> _Activity_:
In the data that follows, find each line containing "leaf" and copy it.

> _Supplied records_:

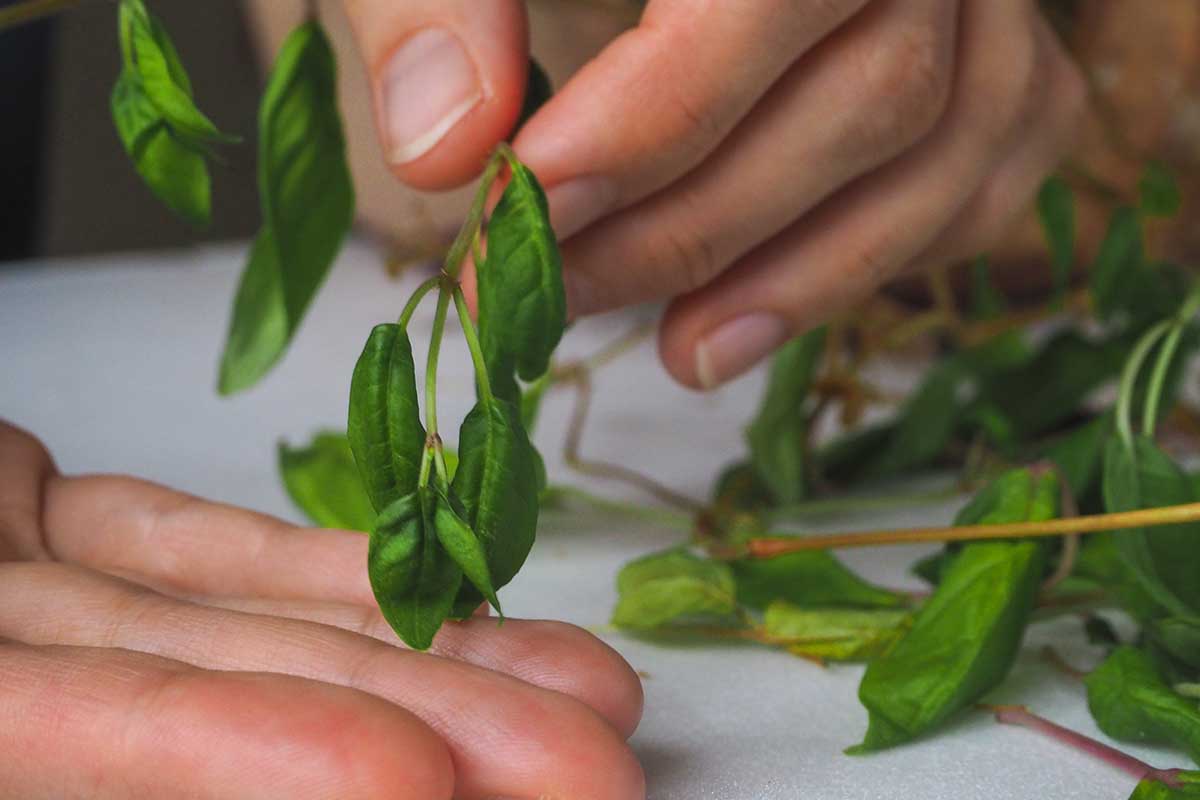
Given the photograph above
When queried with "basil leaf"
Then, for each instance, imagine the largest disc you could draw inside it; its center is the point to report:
(834, 633)
(413, 578)
(307, 202)
(384, 426)
(323, 481)
(779, 433)
(1158, 191)
(1056, 211)
(665, 587)
(1163, 560)
(964, 639)
(1131, 702)
(522, 305)
(497, 483)
(810, 578)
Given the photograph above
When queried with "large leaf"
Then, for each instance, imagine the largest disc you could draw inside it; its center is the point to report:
(1131, 702)
(307, 202)
(964, 639)
(323, 481)
(384, 426)
(779, 433)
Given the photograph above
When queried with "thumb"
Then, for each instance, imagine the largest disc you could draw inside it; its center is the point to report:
(448, 79)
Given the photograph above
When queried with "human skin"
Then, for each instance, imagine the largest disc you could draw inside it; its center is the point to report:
(157, 645)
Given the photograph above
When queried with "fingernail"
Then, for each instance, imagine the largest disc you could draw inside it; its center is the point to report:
(577, 203)
(427, 85)
(737, 346)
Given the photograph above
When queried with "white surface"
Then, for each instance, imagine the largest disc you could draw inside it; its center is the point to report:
(113, 365)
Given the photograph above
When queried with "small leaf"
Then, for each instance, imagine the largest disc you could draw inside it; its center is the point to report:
(1158, 191)
(384, 426)
(665, 587)
(1131, 702)
(779, 433)
(323, 481)
(522, 305)
(964, 639)
(307, 200)
(413, 578)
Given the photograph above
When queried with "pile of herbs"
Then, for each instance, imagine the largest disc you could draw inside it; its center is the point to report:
(1078, 506)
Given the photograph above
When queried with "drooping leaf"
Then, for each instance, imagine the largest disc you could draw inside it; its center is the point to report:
(808, 578)
(307, 200)
(1131, 702)
(324, 482)
(1056, 211)
(522, 305)
(834, 633)
(779, 433)
(670, 585)
(964, 639)
(414, 579)
(384, 426)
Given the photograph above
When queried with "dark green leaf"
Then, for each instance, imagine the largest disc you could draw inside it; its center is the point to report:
(384, 425)
(323, 481)
(666, 587)
(522, 306)
(1131, 702)
(834, 633)
(810, 578)
(964, 639)
(307, 203)
(1056, 211)
(413, 578)
(779, 433)
(1158, 191)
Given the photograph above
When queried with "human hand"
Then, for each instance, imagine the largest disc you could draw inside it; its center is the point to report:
(762, 164)
(157, 645)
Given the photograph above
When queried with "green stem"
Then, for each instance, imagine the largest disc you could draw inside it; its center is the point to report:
(415, 300)
(477, 350)
(1129, 379)
(453, 265)
(1163, 365)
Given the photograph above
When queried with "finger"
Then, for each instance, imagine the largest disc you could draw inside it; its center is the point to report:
(859, 238)
(661, 96)
(549, 654)
(173, 540)
(869, 92)
(25, 468)
(448, 78)
(507, 738)
(113, 725)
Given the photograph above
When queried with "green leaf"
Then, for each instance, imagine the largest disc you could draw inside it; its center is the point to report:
(834, 633)
(779, 433)
(810, 578)
(522, 305)
(497, 482)
(965, 638)
(414, 579)
(1056, 211)
(384, 426)
(323, 481)
(1131, 702)
(665, 587)
(1158, 191)
(1164, 560)
(307, 200)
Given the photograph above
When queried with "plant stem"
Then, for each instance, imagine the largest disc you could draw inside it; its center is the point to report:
(415, 300)
(773, 546)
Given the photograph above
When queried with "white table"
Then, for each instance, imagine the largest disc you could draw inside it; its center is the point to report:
(113, 362)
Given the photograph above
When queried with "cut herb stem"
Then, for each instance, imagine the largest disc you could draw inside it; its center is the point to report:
(773, 546)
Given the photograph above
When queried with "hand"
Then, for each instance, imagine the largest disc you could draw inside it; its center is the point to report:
(156, 645)
(762, 164)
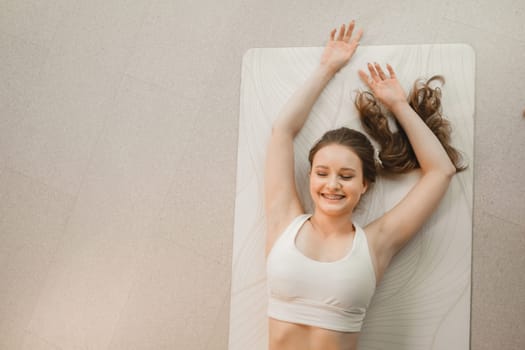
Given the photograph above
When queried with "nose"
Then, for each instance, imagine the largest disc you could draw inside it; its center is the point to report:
(333, 182)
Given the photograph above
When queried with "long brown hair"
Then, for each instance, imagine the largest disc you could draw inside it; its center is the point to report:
(396, 153)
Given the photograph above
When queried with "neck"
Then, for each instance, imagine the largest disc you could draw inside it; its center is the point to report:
(332, 225)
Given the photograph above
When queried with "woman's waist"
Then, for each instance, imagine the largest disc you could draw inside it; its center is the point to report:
(285, 335)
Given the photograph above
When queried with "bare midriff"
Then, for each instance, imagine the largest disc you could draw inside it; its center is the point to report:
(292, 336)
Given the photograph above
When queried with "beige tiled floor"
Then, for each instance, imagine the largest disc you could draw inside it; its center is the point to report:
(118, 134)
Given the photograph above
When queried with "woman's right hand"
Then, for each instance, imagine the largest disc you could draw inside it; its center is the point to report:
(388, 90)
(338, 51)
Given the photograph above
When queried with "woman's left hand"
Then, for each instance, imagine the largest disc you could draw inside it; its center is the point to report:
(338, 51)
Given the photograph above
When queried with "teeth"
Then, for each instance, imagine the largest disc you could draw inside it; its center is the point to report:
(333, 196)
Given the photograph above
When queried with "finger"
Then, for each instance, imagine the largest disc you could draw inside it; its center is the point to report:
(332, 34)
(349, 31)
(379, 70)
(341, 32)
(364, 77)
(358, 36)
(391, 71)
(373, 72)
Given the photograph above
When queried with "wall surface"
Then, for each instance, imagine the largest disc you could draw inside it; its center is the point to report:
(118, 136)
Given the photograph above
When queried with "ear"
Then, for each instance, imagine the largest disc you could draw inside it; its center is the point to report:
(365, 188)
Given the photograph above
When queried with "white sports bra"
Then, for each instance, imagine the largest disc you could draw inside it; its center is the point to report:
(331, 295)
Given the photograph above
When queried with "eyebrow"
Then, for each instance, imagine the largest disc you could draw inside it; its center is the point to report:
(325, 167)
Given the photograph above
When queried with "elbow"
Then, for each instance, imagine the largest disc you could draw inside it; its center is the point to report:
(449, 171)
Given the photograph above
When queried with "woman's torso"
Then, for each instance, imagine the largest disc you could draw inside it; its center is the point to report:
(285, 335)
(291, 336)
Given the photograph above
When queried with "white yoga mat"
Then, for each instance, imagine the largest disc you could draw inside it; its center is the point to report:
(423, 301)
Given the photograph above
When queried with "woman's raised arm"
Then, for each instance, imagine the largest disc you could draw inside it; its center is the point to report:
(281, 201)
(400, 223)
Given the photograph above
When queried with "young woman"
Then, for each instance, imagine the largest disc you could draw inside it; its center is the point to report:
(323, 268)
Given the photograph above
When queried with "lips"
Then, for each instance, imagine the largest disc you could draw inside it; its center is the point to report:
(333, 196)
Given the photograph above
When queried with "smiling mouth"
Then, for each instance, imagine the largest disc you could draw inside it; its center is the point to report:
(332, 196)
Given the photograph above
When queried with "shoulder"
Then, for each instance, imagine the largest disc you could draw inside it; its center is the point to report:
(378, 246)
(273, 233)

> _Result for this exercise_:
When queried with "basil leaf"
When queried with "large leaf"
When queried with "small leaf"
When queried with "drooping leaf"
When queried with "dark green leaf"
When queried with "green leaf"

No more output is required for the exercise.